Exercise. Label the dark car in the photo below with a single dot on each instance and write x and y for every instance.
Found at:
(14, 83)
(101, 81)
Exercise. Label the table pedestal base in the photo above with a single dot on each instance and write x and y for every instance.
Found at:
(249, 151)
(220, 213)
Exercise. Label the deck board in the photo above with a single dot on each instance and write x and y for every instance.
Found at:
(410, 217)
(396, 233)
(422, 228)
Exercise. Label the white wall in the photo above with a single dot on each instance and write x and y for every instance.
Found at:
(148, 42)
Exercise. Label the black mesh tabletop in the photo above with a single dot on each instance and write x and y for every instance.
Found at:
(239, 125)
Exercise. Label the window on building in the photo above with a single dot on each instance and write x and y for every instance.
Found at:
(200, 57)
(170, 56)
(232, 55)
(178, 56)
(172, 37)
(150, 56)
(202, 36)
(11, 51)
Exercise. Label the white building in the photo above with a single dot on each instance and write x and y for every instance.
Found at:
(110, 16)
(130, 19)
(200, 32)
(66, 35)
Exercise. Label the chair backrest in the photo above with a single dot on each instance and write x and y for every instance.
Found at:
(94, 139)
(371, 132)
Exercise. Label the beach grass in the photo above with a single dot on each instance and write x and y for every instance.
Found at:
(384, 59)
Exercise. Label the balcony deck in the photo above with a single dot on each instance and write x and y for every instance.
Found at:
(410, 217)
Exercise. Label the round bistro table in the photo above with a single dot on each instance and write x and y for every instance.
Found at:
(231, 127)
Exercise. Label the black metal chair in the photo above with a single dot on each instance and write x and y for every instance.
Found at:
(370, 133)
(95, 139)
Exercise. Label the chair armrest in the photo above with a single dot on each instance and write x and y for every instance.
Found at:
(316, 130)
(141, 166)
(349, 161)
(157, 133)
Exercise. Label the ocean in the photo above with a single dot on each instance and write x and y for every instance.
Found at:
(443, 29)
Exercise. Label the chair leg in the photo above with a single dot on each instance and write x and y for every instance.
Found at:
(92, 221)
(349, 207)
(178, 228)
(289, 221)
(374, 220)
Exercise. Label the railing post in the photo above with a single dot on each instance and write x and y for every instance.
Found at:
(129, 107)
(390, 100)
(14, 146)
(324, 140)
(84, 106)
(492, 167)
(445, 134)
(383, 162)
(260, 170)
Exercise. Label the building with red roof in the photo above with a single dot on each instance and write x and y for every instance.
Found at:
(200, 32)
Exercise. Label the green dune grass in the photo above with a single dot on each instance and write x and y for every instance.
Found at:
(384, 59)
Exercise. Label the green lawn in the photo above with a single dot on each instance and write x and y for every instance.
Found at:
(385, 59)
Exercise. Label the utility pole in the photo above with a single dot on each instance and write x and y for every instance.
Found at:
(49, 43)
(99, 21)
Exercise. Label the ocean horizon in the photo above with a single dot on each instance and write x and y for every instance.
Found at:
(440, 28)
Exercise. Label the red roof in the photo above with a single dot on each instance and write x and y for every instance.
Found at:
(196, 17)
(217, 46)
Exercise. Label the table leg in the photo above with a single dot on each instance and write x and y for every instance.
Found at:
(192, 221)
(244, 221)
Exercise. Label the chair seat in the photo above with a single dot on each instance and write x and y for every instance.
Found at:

• [YOUR GOAL] Add 113 to every x and y coordinate in the stretch from the line containing "Exercise. Label the green dune" through the end of the entries. Write out every line of that stretch in full with the new values.

• [WRITTEN ANSWER]
Exercise. Label the green dune grass in the photo above with a single dot on each instance and write x and y for every instance.
Found at:
(497, 172)
Exercise. Label the green lawn in the photo above with a single dot on each instance and write x and y for every instance.
Found at:
(498, 172)
Exercise. Label the utility pole in the photo above with a single dot on each instance and write x and y for every instance.
Found at:
(162, 156)
(212, 134)
Exercise. Label the ocean horizon in the photo above with a single dot on each instance and write x and y for every instance.
Found at:
(553, 141)
Exercise. Label the red roof in the photo above with a single dot on each instance and write x and y for every instance.
Found at:
(309, 130)
(330, 159)
Exercise. Label the table leg in the photo above with a single dot on each instance and write x and y for every instance.
Found at:
(305, 334)
(357, 334)
Exercise. Label the chair seat in the photo above with a single dot on each instance and write x and y for every instance.
Found at:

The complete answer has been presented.